• Gegeven opgave 1
Haal uit de records elke regel die de tekenreeks "bridge" bevat. Het zoeken is hoofdlettergevoelig.

___ Tekstfragment

“Philippus de Monte, Madrigali spirituali”, door Cappella Mariana o.l.v. Vojtěch Semerád, op het label Passacaille. Hemels!

Programma | In Monte Sioneum

Programma | In Monte Sioneum

Philippus de Monte (1521-1603), een belangrijke figuur in de muziek tijdens de renaissance, werd weliswaar in Mechelen geboren, maar vestigde zich al snel in Napels en in Rome, en vervolgens als kapelmeester aan het Habsburgse hof in Wenen. Hij overleed in Praag en componeerde wel veertig missen, 250 motetten en meer dan 800 madrigalen. Op het programma staan naast religieuze madrigalen van De Monte, gecomponeerd tussen 1581 en 1589, madrigalen van Costanzo Porta, Cipriano de Rore, Pietro Vinci en Luca Marenzio.

De Vlaamse renaissancemeester Philippus de Monte was een van de grootste componisten van zijn generatie. Vijfendertig jaar bekleedde hij de prestigieuze positie van Hofkapellmeister aan het keizerlijk hof, eerst in Wenen en daarna in Praag. Hij componeerde meer muziek dan enige andere componist in de tweede helft van de 16de eeuw en produceerde bijna achthonderd werken. Deze omvatten seculiere en heilige madrigalen, veertig chansons, veertig missen, tweehonderdvijftig motetten en een handvol andere heilige werken. Zijn composities werden gepubliceerd en verspreid in alle belangrijke muzikale centra van Europa.

______
___ Verstrekte gegevens

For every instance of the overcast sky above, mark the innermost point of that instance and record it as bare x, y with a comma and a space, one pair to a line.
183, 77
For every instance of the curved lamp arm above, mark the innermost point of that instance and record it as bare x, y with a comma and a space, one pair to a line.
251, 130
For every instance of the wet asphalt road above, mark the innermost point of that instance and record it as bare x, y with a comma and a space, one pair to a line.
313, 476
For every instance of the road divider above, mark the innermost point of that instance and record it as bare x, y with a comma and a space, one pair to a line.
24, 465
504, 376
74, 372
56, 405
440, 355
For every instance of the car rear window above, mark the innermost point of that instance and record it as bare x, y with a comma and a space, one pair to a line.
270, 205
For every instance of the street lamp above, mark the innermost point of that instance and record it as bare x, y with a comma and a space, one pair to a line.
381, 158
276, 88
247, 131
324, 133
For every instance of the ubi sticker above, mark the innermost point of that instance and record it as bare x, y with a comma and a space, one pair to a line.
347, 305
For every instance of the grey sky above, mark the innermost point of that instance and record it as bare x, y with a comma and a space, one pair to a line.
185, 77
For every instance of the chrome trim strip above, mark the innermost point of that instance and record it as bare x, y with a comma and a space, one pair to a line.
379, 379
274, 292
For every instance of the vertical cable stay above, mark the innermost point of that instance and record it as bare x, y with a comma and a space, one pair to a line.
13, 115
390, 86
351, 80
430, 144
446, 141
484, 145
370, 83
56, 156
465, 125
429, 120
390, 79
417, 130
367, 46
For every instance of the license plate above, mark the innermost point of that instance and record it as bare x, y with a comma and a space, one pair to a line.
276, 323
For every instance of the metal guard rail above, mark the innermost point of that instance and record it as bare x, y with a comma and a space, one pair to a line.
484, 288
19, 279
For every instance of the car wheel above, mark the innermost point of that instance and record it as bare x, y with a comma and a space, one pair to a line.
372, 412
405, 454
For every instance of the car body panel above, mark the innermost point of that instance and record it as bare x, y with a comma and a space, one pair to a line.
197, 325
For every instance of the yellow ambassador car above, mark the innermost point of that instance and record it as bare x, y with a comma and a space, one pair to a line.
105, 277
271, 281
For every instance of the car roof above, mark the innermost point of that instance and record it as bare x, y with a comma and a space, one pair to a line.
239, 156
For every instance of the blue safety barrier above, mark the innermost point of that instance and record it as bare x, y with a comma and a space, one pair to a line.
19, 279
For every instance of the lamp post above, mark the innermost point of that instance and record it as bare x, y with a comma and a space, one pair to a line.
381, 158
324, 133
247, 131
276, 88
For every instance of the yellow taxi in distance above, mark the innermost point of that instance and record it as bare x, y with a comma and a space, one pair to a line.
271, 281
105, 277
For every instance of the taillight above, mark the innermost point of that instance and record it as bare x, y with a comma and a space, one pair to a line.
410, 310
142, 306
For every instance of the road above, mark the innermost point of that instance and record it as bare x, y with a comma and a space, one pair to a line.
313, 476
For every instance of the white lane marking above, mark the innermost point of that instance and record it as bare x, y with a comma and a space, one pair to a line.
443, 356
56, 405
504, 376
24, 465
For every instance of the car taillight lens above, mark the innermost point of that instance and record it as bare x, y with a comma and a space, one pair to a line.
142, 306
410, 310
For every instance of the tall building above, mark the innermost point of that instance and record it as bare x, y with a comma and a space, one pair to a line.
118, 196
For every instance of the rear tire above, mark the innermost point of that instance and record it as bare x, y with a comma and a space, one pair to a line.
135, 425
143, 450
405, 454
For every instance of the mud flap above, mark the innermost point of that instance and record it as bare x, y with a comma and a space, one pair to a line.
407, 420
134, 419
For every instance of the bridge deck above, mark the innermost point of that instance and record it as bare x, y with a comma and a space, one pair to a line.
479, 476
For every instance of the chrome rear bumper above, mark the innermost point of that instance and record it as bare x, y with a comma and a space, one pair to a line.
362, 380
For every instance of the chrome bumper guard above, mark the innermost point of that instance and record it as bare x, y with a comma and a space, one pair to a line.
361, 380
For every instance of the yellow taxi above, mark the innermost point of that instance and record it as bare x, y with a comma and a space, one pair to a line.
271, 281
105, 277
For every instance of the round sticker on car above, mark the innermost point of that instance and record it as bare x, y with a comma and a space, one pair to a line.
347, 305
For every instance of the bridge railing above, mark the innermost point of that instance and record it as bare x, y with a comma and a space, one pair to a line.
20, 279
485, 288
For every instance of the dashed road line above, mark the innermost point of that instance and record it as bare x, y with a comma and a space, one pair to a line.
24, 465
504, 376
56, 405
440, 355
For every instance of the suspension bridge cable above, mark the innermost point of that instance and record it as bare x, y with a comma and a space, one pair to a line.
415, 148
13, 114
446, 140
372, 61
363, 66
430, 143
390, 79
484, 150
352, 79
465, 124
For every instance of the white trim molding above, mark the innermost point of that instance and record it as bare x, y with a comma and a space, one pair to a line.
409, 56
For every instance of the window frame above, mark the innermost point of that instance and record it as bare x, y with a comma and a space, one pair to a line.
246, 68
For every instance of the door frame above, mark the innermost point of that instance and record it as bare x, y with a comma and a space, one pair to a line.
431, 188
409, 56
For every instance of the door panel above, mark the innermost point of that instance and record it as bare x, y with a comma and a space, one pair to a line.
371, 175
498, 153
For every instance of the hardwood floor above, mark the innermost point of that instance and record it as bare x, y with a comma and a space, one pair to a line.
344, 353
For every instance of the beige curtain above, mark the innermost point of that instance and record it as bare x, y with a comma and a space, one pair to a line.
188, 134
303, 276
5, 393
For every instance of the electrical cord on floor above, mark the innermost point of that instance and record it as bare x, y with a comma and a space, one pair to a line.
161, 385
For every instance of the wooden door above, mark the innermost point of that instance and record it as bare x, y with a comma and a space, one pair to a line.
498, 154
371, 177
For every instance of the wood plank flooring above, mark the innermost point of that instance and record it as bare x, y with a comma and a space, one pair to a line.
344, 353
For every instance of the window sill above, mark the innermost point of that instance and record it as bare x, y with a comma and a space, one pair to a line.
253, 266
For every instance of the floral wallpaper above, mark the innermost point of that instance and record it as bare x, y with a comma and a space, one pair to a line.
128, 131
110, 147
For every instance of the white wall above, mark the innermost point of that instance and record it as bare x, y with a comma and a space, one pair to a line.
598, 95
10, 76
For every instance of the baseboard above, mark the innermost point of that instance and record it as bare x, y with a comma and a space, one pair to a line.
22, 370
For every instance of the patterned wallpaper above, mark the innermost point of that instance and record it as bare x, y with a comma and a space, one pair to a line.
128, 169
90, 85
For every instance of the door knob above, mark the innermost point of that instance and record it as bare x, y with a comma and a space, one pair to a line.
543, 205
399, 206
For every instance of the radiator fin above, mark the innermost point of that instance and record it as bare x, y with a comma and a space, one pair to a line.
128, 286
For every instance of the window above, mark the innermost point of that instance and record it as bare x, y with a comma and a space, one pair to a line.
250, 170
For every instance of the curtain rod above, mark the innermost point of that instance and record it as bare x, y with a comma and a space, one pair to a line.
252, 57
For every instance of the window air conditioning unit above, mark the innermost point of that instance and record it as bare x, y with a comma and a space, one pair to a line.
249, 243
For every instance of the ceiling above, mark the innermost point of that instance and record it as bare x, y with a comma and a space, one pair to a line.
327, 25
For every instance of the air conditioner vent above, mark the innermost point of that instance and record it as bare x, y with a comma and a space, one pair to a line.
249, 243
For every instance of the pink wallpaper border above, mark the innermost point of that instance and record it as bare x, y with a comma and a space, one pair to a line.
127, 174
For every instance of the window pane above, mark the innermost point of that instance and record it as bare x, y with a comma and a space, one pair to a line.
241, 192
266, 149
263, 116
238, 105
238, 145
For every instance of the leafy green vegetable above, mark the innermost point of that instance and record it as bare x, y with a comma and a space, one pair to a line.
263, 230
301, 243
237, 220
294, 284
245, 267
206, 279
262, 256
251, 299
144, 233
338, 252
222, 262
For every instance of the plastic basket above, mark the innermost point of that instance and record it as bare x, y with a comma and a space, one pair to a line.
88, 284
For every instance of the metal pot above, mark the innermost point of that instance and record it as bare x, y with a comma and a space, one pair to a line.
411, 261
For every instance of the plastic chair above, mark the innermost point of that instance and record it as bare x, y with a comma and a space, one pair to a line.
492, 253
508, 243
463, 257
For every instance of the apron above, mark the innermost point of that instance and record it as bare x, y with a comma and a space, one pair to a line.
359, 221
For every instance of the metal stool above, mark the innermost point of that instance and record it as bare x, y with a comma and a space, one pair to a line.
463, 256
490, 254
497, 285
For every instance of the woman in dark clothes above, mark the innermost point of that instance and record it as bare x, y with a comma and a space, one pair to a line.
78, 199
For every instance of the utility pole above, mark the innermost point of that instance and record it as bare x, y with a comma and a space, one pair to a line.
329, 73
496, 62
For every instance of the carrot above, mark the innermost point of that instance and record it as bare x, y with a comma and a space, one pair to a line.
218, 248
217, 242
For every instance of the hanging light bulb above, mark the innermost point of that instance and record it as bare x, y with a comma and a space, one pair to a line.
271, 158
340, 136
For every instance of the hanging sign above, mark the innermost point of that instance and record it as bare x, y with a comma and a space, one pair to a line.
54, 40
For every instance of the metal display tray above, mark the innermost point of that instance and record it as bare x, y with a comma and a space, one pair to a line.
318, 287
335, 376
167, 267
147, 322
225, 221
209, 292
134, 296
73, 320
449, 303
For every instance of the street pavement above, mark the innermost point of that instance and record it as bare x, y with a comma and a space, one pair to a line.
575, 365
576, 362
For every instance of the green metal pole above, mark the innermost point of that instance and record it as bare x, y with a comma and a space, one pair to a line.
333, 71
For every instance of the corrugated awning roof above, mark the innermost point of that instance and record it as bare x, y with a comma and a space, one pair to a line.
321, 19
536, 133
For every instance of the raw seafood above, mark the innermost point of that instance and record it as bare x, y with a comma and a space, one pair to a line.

______

• Gegeven opgave 2
Herhaal de volledige tekst over Philippus de Monte letterlijk en ongewijzigd.

• Juiste uitvoer 1
For every instance of the bridge deck above, mark the innermost point of that instance and record it as bare x, y with a comma and a space, one pair to a line.
For every instance of the bridge railing above, mark the innermost point of that instance and record it as bare x, y with a comma and a space, one pair to a line.
For every instance of the suspension bridge cable above, mark the innermost point of that instance and record it as bare x, y with a comma and a space, one pair to a line.

• Juiste uitvoer 2
“Philippus de Monte, Madrigali spirituali”, door Cappella Mariana o.l.v. Vojtěch Semerád, op het label Passacaille. Hemels!

Programma | In Monte Sioneum

Programma | In Monte Sioneum

Philippus de Monte (1521-1603), een belangrijke figuur in de muziek tijdens de renaissance, werd weliswaar in Mechelen geboren, maar vestigde zich al snel in Napels en in Rome, en vervolgens als kapelmeester aan het Habsburgse hof in Wenen. Hij overleed in Praag en componeerde wel veertig missen, 250 motetten en meer dan 800 madrigalen. Op het programma staan naast religieuze madrigalen van De Monte, gecomponeerd tussen 1581 en 1589, madrigalen van Costanzo Porta, Cipriano de Rore, Pietro Vinci en Luca Marenzio.

De Vlaamse renaissancemeester Philippus de Monte was een van de grootste componisten van zijn generatie. Vijfendertig jaar bekleedde hij de prestigieuze positie van Hofkapellmeister aan het keizerlijk hof, eerst in Wenen en daarna in Praag. Hij componeerde meer muziek dan enige andere componist in de tweede helft van de 16de eeuw en produceerde bijna achthonderd werken. Deze omvatten seculiere en heilige madrigalen, veertig chansons, veertig missen, tweehonderdvijftig motetten en een handvol andere heilige werken. Zijn composities werden gepubliceerd en verspreid in alle belangrijke muzikale centra van Europa.